_Your task_: From the first paragraph of the text about the pandemic and the performing arts, list every term it places in quotation marks.

_Provided text_:
As the spread of the coronavirus in the winter and spring of 2020 grew into a global pandemic, women and men from all walks of life faced unique challenges. Across industries, ordinary ways of accomplishing the most fundamental everyday tasks required reimagining: from restaurants and grocery stores offering “curbside pickup” and “no-contact delivery” to professional sports leagues resuming play in isolated “bubbles,” the very lexicon of the COVID-19 era has evolved alongside society’s need to adapt.

The performing arts have faced as existential a challenge as any trade in the face of the ongoing health crisis. What, after all, is a performance without an audience? With public gatherings not viable, orchestras, dance and theater companies, and other groups of performers have largely been unable to convene and make art together—let alone share their art with a live audience. 

Nevertheless, a field fueled by creativity has persisted in positing creative solutions. Musicians’ living rooms have doubled as virtual concert halls, while Zoom meetings have become a novel staging ground for new operas, plays, and films. Armed with smartphones and editing software, chamber ensembles, choirs, and even orchestras have refused to stay silent.

Canadian composer Vivian Fung’s Prayer will stand as a twofold document of the time in which it was created. Commissioned by CBC Music in collaboration with the Toronto Symphony Orchestra, the work was premiered online in June 2020 by 35 musicians representing 26 Canadian orchestras, each playing their individual part in isolation under the virtual baton of Fung’s countryman Yannick Nézet-Séguin. He first led an absent orchestra, in silence, then shared video with each instrumentalist to follow while recording their part. In an interview with CBC, Nézet-Séguin described the experience of bringing Fung’s piece to life: “Imagining the sounds and people around me, conducting in front of a video camera, but imagining everyone in front of me—that was something very special.”

_Records provided_:

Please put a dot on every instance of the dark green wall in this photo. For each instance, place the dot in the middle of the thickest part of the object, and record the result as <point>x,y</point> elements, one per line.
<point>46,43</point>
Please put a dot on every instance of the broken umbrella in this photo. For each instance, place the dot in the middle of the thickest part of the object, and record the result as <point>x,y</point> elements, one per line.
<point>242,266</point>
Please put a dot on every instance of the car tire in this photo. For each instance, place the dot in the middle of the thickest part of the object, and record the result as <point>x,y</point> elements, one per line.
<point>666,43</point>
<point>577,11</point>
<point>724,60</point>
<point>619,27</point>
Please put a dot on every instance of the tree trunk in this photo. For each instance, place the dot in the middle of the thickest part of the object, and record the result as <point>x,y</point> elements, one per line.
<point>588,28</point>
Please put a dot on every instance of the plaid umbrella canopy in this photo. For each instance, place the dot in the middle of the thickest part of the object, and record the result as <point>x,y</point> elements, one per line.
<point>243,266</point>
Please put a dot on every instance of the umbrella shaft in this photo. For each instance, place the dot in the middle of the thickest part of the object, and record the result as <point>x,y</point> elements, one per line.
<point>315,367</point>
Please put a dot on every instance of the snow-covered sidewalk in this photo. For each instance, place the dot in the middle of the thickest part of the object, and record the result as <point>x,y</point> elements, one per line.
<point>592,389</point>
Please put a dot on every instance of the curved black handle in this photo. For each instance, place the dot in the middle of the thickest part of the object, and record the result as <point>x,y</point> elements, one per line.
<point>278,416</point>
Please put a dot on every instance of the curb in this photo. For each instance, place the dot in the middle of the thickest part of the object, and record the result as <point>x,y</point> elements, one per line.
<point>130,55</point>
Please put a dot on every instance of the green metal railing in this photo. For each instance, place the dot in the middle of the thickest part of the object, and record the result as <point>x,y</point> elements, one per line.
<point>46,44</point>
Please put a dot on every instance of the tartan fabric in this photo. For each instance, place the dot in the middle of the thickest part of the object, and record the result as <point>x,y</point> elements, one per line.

_Result of the task_:
- curbside pickup
- no-contact delivery
- bubbles